Page |
________

The Heritage Foundation

Executive Memorandum #731 on Asia

March 19, 2001

March 19, 2001 | Executive Memorandum on Asia

Seeking Reciprocity in Maritime Trade with China

The requirements for accession to the World Trade Organization (WTO) have compelled China to lower tariffs and liberalize many of its service sectors. Unlike other services, however, the maritime transport sector, which includes shipping, cargo handling and storage, and access to and use of ports, is not covered under current WTO agreements. Multilateral negotiations are ongoing but have bogged down because of powerful national interests that oppose liberalization.

In the absence of WTO guidelines, the U.S. and China have relied on a bilateral maritime shipping agreement that expired in 1998. With no up-to-date, formal binding agreement, China has enforced regulations that discriminate against U.S. carriers while Chinese shipping companies enjoy the freedom afforded by America's international shipping standards.

Maritime transport is a key sector that directly affects international trade: Some 80 percent of world trade volume is carried by vessel. It is therefore important that the United States negotiate a formal bilateral agreement with China if a global agreement cannot be reached. In the meantime, Washington should pressure Beijing to remove restrictions on American carriers in China so that they may enjoy the same freedom that Chinese carriers enjoy in the United States. The issue is principle, and the U.S. argument is that China should provide reciprocal privileges.

________

Extracted information |
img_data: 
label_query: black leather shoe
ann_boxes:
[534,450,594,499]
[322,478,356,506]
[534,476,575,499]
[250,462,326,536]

________

Answer from the memorandum on maritime trade with China:
1. In what year did the bilateral U.S.-China maritime shipping agreement expire?
2. What share of world trade volume is carried by vessel?
3. What activities does the maritime transport sector include?

Output of the exercise |
1. 1998
2. Some 80 percent
3. Shipping, cargo handling and storage, and access to and use of ports